What is being asked
Copy these lines word for word, leaving out the pictures.

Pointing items
((

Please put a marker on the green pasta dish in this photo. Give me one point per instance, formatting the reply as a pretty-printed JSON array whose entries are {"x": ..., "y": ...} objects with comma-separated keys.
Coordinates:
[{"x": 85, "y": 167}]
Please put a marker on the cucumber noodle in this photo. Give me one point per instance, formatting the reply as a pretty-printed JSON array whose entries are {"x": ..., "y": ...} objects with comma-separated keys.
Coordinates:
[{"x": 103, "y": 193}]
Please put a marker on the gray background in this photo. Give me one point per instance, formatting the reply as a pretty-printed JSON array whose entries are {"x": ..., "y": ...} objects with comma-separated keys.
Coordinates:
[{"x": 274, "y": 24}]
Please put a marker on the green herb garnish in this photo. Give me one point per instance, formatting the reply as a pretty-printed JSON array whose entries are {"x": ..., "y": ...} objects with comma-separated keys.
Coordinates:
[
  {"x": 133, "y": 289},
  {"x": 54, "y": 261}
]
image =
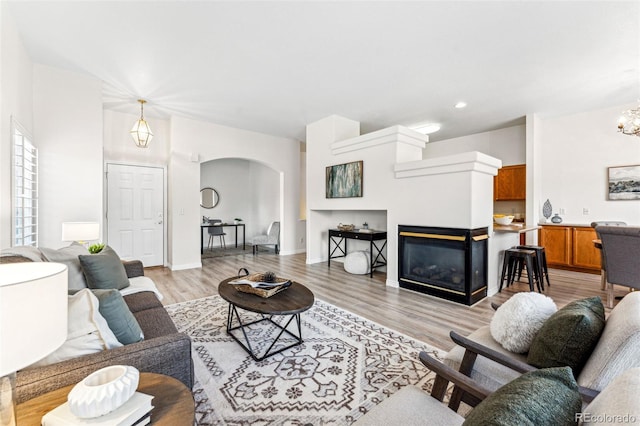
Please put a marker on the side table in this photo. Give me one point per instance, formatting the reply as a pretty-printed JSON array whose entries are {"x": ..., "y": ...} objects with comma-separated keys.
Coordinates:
[{"x": 173, "y": 402}]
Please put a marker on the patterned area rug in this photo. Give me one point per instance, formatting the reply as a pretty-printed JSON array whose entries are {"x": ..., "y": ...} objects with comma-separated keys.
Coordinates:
[{"x": 345, "y": 366}]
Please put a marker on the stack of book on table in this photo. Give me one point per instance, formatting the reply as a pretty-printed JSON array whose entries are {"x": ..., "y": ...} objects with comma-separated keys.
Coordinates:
[
  {"x": 256, "y": 284},
  {"x": 136, "y": 411}
]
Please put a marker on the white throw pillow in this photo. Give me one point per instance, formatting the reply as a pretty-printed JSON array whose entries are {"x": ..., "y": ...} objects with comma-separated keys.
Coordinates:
[
  {"x": 516, "y": 322},
  {"x": 87, "y": 330}
]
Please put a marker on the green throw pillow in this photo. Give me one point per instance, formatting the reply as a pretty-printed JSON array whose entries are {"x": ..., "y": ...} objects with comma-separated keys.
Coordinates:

))

Problem solution
Please put a marker on the green pasta dish in this photo. Give me one point per instance, formatting the reply as a pretty-printed JSON array whose entries are {"x": ..., "y": ...} objects with comma-separated keys.
Coordinates:
[{"x": 85, "y": 167}]
Please put a marker on the cucumber noodle in this photo. Give me one point per instance, formatting the reply as a pretty-printed JSON array whose entries are {"x": ..., "y": ...} objects with comma-separated keys.
Coordinates:
[{"x": 103, "y": 193}]
Please put a marker on the gray background in this photo. Give me one point per instance, formatting the reply as a pretty-printed JSON array whose entries are {"x": ..., "y": ...} objects with comma-separated keys.
Coordinates:
[{"x": 274, "y": 24}]
Please put a marker on the green herb garnish in this photo. Give me one point per instance, formatting the reply as a pretty-printed JSON array whose entries are {"x": ..., "y": ...} objects with comma-separated keys.
Coordinates:
[
  {"x": 133, "y": 289},
  {"x": 54, "y": 261}
]
image =
Please put a marker on the side table in this photo. Give me one point per instance, formatting the reply as a pretty-printed JSON array whose entries are {"x": ..., "y": ...} objects with comma-separated keys.
Coordinates:
[{"x": 173, "y": 402}]
Please put a marker on the patterned area rug in this photo. Give me one point per instance, formatting the reply as a pretty-printed JSON array whose entries are {"x": ..., "y": ...} objects with comma-separated keys.
Coordinates:
[{"x": 345, "y": 366}]
Please put a marker on the stack of book on table in this photo. Give me one point per instance, formatting the reply as a pretty-printed JSON array whose entries are {"x": ..., "y": ...} objects with comma-separated keys.
Coordinates:
[
  {"x": 256, "y": 284},
  {"x": 136, "y": 411}
]
Please put a marker on the white throw pillow in this photo. Give me one point per instance, formatting the reply as a pretty-printed JSON array whose entries are {"x": ..., "y": ...} objects with comma-separated keys.
Coordinates:
[
  {"x": 516, "y": 322},
  {"x": 87, "y": 330}
]
Please put a marker on the green throw pillow in this photo. Give me one point per instance, formatting the reply as a pretty-printed JSON array whose entries are {"x": ..., "y": ...} objects with comma-separated keys.
Coordinates:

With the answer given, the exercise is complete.